Copy out the material from the line containing "Audit instructions — the first annotator's boxes for cobblestone" through the line containing "[0,98,130,328]", including both of those lines and nothing more.

## [Supplied records]
= = =
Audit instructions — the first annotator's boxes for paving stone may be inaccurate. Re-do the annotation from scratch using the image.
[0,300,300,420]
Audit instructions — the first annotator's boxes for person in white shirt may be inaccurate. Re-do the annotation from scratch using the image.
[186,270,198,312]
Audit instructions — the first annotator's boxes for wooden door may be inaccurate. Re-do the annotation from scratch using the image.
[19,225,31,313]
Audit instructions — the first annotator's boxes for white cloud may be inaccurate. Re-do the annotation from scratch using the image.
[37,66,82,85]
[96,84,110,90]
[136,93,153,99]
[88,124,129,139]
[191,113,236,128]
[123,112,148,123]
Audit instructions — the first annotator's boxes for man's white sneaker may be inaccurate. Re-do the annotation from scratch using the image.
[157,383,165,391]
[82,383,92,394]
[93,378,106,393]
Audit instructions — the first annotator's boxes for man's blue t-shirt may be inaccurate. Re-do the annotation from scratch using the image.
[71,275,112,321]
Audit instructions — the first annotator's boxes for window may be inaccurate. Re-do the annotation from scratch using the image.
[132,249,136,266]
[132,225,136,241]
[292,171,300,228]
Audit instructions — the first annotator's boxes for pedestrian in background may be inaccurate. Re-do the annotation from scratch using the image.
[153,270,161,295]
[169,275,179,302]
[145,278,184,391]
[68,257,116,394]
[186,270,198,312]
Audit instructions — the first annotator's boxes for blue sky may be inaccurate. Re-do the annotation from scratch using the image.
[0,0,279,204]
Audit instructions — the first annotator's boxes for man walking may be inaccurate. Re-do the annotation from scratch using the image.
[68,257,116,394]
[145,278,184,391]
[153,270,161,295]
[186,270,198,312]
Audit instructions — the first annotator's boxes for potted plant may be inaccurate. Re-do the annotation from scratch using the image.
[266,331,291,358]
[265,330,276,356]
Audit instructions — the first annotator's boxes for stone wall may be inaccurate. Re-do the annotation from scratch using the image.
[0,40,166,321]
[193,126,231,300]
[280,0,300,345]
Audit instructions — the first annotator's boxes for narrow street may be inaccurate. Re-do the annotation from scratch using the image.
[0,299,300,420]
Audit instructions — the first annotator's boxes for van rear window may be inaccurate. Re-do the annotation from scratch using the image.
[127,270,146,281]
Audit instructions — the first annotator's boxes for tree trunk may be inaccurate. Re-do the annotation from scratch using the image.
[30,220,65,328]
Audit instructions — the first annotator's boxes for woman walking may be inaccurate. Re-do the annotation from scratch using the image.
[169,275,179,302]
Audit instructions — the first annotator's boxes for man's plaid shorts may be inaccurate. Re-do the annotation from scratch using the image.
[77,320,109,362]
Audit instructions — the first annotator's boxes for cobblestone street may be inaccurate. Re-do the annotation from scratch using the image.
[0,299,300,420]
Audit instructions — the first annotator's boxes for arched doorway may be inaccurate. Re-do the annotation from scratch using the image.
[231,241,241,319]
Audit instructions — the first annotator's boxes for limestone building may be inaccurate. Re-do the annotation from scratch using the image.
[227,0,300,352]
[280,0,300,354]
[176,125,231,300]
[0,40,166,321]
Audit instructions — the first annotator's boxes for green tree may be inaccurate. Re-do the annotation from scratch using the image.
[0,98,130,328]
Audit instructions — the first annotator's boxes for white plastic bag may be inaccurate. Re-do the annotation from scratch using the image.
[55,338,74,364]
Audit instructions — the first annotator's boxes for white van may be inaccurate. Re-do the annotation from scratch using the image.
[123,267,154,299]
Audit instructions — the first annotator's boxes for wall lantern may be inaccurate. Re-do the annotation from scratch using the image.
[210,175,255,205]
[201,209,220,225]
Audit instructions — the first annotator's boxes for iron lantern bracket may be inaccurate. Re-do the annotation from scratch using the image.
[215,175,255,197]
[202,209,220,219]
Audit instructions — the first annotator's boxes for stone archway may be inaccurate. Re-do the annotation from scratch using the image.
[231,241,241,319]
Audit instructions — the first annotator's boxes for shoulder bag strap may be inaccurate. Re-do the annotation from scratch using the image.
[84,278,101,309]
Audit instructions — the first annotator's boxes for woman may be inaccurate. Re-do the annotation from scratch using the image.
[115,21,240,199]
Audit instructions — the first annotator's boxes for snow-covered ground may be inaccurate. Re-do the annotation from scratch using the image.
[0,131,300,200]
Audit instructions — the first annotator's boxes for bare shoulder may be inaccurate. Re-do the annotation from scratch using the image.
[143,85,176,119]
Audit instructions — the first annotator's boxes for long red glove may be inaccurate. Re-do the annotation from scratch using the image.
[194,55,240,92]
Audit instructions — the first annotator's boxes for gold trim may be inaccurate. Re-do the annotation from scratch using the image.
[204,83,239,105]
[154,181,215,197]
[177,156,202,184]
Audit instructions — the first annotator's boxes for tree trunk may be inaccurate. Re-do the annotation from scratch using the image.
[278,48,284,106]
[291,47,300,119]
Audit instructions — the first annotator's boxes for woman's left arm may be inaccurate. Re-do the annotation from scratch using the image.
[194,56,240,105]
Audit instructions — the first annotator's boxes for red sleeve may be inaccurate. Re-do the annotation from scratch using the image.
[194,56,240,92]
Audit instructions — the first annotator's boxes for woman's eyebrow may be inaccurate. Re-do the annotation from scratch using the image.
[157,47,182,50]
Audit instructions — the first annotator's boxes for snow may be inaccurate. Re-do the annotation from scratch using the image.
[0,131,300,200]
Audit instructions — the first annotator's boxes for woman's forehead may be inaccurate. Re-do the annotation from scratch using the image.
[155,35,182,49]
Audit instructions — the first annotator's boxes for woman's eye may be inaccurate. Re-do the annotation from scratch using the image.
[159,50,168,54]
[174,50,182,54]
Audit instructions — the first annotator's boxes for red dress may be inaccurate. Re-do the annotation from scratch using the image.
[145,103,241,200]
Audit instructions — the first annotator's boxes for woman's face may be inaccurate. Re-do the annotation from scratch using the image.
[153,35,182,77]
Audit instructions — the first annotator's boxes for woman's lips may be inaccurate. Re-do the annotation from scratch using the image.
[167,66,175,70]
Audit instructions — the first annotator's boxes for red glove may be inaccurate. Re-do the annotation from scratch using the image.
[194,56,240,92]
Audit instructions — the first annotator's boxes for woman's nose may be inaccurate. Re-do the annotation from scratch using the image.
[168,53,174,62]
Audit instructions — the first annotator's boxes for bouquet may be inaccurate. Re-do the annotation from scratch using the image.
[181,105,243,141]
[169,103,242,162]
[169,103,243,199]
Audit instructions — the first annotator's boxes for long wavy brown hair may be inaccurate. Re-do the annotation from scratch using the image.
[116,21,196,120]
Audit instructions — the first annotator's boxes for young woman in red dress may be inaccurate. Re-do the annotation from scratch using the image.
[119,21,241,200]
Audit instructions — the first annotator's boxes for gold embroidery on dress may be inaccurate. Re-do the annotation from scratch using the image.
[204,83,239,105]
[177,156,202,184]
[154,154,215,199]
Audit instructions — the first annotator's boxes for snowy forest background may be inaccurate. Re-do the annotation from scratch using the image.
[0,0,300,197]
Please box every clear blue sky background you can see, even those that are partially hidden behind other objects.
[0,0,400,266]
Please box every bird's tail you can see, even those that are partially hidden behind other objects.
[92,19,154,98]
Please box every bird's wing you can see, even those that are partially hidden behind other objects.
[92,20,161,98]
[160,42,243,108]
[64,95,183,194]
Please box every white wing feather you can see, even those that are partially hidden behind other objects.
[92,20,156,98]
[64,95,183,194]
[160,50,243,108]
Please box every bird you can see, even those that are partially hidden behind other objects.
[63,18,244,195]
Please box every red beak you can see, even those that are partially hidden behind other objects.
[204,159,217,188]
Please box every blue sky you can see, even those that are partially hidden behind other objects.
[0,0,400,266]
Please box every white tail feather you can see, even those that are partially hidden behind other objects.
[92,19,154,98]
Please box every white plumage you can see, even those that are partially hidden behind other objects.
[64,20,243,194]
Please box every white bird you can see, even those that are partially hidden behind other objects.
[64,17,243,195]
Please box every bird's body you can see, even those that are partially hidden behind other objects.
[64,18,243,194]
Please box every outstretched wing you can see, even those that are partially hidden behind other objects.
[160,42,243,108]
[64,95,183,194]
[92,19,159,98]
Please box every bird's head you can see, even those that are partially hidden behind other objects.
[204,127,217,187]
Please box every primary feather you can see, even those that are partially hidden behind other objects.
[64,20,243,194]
= = =
## [Problem solution]
Audit instructions — the first annotator's boxes for cobblestone street may be inaccurate. Re-do the annotation from scratch using the image.
[0,299,300,420]
Audit instructions — the first annotator's boxes for arched doorway may be inaccurate. Re-do the annotation from scratch using the image.
[231,241,241,319]
Audit instructions — the first annotator's boxes for limestone building may be inaccurate. Re-do the annotation from scratch using the image.
[227,0,300,352]
[280,0,300,354]
[176,125,231,300]
[0,40,166,321]
Audit instructions — the first annotator's boxes for green tree may be inaccurate. Re-do the annotation from scratch using the image.
[0,98,130,328]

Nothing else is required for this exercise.